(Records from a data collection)
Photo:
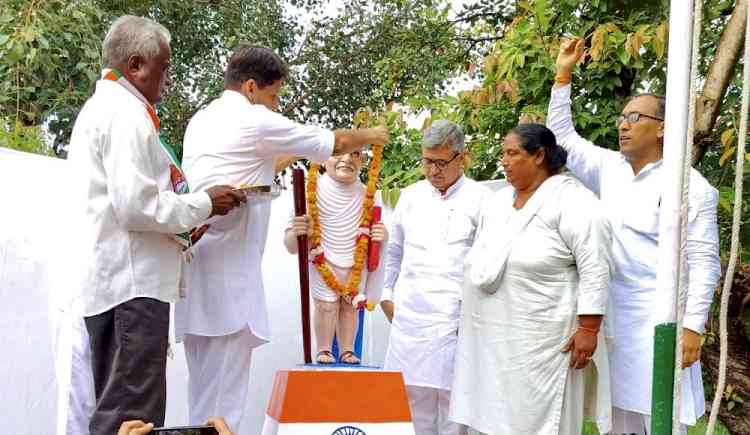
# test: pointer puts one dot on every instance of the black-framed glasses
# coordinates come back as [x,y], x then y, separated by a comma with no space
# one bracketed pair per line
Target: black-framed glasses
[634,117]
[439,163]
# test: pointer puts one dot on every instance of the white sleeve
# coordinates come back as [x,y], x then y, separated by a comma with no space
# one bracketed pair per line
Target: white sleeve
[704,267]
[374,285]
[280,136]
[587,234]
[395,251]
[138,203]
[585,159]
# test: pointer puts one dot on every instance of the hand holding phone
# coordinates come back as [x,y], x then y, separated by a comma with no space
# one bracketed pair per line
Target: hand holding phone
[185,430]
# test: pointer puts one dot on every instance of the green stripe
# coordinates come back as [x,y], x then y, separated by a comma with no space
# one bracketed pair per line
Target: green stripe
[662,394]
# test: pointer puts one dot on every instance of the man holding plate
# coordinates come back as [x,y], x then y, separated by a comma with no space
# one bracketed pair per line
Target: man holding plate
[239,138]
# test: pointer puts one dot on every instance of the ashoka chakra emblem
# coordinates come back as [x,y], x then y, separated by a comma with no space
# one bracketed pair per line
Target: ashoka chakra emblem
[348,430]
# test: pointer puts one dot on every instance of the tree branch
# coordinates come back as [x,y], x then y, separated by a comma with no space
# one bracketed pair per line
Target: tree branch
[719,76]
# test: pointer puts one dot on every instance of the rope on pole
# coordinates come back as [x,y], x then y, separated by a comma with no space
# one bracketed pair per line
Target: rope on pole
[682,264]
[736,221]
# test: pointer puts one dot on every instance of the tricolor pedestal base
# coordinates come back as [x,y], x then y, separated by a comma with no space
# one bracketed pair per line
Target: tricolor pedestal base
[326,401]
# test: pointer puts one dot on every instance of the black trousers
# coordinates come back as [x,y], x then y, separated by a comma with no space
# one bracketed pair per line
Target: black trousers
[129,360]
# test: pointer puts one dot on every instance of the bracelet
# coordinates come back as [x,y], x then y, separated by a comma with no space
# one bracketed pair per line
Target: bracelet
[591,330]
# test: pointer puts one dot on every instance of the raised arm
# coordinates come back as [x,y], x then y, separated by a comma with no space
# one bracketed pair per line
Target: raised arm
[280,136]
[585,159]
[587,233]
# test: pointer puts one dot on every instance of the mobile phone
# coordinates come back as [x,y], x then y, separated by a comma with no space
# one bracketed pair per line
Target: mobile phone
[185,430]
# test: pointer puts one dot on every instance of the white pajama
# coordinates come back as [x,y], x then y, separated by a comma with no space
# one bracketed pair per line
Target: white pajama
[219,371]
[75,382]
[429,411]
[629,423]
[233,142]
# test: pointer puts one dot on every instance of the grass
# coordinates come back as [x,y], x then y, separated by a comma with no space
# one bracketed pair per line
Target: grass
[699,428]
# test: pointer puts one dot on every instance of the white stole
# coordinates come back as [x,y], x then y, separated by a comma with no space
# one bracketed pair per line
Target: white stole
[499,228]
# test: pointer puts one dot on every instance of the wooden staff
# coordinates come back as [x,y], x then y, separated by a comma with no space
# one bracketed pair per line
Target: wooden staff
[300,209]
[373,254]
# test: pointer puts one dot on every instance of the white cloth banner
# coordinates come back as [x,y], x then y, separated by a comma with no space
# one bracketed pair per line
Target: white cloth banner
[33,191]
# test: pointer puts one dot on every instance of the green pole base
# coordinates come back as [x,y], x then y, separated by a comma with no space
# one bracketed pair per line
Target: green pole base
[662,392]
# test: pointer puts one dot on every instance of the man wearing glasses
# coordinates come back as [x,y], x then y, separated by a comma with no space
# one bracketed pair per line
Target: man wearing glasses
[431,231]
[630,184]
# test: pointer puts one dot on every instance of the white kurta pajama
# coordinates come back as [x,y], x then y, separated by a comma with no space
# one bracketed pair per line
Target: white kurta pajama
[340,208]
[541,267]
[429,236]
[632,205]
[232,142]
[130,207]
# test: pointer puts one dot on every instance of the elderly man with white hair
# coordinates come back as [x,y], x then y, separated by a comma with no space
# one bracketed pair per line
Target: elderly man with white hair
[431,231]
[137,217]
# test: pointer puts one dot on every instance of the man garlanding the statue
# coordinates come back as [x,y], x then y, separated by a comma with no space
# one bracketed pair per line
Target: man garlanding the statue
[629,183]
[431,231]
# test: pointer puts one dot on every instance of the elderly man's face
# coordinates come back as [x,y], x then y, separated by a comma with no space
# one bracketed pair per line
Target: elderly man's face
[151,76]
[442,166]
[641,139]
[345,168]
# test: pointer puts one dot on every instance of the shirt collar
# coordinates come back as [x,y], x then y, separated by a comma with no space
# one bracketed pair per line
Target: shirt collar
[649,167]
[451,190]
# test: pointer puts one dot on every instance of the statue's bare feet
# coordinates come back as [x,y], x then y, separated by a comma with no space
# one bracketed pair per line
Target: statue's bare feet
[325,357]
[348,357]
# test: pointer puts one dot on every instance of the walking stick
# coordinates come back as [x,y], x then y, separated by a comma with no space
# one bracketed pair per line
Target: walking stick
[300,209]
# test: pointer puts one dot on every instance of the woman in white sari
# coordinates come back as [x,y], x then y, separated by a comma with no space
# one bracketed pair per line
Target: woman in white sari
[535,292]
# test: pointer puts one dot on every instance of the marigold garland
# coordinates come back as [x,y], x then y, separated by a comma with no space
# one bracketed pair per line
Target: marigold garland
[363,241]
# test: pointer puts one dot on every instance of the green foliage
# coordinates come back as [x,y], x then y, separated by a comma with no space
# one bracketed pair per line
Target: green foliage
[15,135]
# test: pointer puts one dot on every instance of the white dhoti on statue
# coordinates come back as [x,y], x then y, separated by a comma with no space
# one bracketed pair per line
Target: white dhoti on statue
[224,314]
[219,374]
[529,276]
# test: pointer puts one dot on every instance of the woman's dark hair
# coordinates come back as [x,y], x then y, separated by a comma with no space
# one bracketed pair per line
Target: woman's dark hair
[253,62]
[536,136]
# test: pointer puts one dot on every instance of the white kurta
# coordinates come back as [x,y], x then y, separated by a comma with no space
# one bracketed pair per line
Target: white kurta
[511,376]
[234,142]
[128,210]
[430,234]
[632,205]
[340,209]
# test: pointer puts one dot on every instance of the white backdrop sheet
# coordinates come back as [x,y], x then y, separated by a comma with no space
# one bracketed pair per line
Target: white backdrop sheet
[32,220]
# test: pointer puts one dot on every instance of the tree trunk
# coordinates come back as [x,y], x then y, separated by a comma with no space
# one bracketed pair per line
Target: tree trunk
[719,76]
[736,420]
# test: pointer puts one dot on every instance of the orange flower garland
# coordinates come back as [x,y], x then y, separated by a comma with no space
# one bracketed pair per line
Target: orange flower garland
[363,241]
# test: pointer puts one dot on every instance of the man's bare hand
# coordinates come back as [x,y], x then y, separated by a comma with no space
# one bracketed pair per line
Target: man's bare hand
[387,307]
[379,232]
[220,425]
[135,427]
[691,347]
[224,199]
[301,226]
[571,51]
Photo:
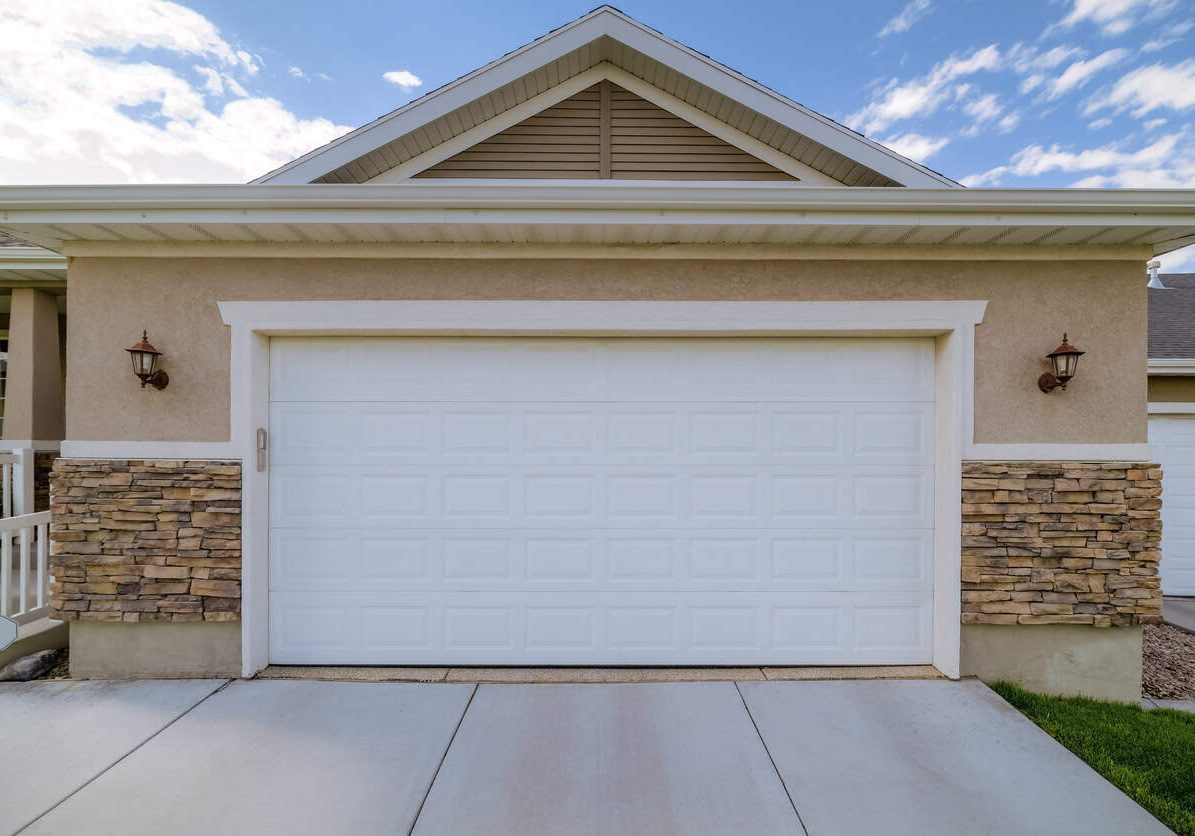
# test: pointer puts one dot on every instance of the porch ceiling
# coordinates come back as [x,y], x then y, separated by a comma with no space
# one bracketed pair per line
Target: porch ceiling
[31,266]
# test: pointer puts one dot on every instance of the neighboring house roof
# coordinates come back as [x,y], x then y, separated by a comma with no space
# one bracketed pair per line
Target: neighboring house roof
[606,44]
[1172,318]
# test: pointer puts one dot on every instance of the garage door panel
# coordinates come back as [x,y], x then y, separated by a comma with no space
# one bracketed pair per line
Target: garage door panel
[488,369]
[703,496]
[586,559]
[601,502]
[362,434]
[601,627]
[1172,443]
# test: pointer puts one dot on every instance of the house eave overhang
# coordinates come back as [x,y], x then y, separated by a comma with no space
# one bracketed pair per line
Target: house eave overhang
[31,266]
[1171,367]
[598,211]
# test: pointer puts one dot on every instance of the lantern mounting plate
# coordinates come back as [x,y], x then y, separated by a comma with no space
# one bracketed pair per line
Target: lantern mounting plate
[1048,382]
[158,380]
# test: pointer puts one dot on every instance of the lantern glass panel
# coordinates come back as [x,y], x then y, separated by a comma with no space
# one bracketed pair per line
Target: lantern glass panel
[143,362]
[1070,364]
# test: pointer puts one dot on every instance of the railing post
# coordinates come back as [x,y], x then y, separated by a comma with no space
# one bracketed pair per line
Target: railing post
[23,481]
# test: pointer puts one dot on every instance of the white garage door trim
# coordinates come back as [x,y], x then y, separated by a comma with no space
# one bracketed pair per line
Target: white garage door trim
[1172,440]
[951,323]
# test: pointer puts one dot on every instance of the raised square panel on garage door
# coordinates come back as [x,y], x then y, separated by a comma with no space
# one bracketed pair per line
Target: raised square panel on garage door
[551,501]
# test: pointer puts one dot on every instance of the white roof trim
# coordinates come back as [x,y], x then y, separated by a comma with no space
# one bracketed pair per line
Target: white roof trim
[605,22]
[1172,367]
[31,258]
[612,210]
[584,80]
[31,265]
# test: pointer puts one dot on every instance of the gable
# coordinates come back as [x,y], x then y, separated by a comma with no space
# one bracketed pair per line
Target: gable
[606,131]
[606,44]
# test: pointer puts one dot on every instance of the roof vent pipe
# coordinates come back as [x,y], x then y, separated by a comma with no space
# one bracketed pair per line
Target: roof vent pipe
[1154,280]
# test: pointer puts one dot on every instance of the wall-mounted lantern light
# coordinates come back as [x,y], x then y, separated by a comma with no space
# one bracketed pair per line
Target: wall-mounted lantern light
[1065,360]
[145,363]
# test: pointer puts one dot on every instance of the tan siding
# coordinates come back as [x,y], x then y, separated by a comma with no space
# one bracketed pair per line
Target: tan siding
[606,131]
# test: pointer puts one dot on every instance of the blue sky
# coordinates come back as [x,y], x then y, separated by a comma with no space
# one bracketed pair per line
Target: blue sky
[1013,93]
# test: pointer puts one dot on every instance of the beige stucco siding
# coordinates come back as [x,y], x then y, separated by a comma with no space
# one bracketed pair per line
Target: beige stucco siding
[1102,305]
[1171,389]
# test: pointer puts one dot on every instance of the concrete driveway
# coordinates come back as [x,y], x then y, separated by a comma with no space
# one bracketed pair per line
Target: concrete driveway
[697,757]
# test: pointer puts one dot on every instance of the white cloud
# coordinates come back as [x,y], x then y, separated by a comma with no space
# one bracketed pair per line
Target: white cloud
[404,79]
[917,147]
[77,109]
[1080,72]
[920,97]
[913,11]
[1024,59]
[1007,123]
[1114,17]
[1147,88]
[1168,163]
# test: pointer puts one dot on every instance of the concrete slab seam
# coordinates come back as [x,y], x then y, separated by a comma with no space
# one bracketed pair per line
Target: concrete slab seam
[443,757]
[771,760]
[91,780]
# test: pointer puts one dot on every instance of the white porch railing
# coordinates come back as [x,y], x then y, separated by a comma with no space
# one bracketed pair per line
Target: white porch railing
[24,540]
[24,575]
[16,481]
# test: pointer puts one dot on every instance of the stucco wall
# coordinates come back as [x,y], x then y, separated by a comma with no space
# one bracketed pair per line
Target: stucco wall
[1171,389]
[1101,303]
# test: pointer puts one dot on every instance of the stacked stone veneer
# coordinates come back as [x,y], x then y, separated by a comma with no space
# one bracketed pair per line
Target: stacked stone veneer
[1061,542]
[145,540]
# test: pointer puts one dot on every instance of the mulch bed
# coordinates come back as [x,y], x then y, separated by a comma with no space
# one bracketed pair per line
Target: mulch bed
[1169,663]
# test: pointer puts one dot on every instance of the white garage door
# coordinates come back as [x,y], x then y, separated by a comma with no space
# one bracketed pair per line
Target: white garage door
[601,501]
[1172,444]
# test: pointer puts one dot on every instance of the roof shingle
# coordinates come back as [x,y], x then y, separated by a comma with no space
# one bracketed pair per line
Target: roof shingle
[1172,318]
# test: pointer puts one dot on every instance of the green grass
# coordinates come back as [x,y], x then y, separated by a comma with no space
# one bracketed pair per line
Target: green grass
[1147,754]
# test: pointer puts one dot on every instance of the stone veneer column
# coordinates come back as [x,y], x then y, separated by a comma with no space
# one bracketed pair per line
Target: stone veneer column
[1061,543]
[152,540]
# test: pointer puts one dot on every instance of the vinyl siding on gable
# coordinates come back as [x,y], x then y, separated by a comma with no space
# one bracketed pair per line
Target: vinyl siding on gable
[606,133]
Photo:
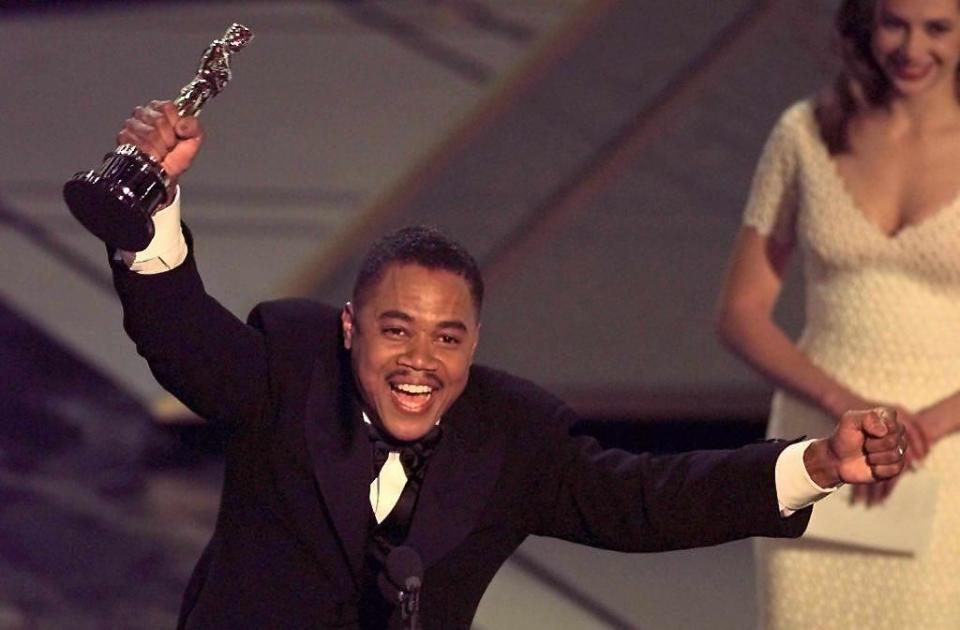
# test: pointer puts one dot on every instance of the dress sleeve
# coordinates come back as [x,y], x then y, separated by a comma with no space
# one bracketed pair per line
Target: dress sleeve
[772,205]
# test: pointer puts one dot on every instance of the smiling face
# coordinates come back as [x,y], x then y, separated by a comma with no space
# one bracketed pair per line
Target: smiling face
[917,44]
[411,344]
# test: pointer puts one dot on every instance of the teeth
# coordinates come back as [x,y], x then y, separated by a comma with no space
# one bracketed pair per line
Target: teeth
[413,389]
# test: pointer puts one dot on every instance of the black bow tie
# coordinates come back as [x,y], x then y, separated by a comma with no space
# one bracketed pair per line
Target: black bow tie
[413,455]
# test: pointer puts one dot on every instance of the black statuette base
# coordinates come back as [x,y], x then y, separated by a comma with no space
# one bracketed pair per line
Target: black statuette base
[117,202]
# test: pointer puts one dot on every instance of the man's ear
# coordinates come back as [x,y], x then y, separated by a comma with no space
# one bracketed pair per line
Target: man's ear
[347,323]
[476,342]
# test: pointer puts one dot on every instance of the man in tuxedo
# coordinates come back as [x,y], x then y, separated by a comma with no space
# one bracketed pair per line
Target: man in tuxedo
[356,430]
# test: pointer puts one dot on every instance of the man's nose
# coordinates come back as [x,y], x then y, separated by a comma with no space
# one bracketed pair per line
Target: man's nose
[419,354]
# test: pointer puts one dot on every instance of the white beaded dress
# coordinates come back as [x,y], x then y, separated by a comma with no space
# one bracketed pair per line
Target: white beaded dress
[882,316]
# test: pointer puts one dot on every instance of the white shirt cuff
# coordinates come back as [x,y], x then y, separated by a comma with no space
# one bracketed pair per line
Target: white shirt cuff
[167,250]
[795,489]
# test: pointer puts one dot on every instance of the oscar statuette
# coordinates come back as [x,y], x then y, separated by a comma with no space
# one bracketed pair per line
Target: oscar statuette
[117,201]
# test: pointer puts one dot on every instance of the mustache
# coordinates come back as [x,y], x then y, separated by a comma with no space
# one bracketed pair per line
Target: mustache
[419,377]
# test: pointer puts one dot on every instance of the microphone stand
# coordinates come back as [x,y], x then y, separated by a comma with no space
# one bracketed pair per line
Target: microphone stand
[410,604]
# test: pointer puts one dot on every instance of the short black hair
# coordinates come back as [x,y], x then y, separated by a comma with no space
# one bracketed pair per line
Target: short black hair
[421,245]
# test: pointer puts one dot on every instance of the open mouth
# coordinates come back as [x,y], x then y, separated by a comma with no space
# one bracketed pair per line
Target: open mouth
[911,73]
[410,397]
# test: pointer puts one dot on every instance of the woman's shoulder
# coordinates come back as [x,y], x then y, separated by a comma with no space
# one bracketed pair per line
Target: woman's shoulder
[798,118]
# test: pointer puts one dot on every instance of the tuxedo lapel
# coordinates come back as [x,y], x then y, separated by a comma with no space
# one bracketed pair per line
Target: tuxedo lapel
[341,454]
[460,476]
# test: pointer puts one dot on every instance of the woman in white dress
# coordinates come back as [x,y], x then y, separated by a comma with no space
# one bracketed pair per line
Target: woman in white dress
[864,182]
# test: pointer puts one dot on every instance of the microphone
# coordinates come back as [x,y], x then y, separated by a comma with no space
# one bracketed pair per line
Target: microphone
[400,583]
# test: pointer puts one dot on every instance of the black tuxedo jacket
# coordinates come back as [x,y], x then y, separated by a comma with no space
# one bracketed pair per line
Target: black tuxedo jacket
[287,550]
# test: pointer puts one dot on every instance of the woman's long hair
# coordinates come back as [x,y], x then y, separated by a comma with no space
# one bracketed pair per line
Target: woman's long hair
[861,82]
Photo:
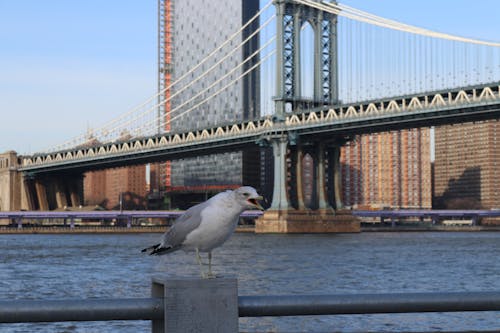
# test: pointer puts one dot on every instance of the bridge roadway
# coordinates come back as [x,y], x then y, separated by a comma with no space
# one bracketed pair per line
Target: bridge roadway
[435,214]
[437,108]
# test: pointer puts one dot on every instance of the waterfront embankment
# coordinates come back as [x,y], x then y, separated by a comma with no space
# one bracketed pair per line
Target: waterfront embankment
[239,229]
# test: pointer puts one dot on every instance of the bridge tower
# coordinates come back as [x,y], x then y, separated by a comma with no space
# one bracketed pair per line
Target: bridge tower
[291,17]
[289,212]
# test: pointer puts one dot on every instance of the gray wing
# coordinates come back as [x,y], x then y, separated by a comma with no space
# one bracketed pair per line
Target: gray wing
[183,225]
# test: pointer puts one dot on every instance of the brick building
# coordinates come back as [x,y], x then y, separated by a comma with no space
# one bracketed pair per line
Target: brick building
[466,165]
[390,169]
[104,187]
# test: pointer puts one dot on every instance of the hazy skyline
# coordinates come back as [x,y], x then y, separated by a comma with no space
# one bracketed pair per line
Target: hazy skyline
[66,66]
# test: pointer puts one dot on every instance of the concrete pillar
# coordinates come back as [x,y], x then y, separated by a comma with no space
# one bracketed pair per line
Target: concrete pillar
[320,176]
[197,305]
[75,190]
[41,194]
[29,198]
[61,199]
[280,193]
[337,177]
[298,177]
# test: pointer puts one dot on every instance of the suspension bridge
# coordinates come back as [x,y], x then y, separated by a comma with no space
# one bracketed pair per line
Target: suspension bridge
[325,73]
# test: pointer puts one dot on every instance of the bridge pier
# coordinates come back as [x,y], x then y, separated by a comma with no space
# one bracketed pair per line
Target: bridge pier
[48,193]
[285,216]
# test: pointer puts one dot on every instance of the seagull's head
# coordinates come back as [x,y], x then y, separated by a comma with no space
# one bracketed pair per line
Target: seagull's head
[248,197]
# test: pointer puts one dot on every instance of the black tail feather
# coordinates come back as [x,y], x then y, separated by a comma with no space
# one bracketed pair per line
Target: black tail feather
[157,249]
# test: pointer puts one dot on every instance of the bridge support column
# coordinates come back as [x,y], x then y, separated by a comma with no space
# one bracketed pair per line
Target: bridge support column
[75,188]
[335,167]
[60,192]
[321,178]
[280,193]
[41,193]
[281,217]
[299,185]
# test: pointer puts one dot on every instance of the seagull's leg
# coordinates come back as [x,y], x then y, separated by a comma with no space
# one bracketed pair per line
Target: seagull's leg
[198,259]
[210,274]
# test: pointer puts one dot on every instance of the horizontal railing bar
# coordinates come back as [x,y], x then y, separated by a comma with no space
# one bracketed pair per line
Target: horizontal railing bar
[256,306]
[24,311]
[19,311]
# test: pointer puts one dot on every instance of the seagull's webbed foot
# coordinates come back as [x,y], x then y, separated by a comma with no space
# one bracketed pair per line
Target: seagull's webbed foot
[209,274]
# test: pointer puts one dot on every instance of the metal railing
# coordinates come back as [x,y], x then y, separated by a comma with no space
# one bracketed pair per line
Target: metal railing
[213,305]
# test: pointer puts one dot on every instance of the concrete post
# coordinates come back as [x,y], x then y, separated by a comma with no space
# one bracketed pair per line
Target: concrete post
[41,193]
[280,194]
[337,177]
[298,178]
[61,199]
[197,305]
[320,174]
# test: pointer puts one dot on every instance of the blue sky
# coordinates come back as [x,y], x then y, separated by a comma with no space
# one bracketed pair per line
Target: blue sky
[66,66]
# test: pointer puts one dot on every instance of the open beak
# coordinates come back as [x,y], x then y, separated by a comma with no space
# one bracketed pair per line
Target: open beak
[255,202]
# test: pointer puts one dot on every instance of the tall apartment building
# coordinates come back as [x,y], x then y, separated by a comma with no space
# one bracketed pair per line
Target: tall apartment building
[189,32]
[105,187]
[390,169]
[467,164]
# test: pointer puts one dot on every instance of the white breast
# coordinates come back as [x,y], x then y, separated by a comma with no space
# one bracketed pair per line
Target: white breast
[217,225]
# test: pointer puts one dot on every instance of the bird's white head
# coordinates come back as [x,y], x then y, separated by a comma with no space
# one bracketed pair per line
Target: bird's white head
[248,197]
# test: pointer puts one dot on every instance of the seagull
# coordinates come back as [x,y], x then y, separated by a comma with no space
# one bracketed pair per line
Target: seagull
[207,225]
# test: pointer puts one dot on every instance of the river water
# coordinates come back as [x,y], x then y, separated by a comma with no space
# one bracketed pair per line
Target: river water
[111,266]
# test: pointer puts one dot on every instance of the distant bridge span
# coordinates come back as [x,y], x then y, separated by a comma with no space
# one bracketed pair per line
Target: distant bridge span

__Problem statement__
Print again the material above, limited to the lines from the one holding "the white breast" through the last, inclusive.

__Written reply__
# test: pointer puts one dot on every instance of the white breast
# coordinates come back as [x,y], x then y, separated by a comma with no space
# one bracketed pair per line
Target: white breast
[217,225]
# test: pointer puts one dot on every instance of the bird's white head
# coordinates come back as [x,y], x then y, separated by a comma with no space
# one bracketed pair per line
Target: bird's white head
[248,197]
# test: pointer puts one dot on every instance of the seagull
# coordinates come back as [x,y], x then y, separated by a comma with no space
# one bracketed pair per line
Target: seagull
[207,225]
# test: pointer puts one dot on every instance of the river water
# coordinates come back as [x,y], x then y, separated by a comma with no space
# one bracketed pair per line
Target: river water
[111,266]
# test: pointer puts one dot on every instance of the distant bridge span
# coordinates come back as [x,y], x then y, separated by a comma with no space
# one bracketed pair per line
Target: distant bridge span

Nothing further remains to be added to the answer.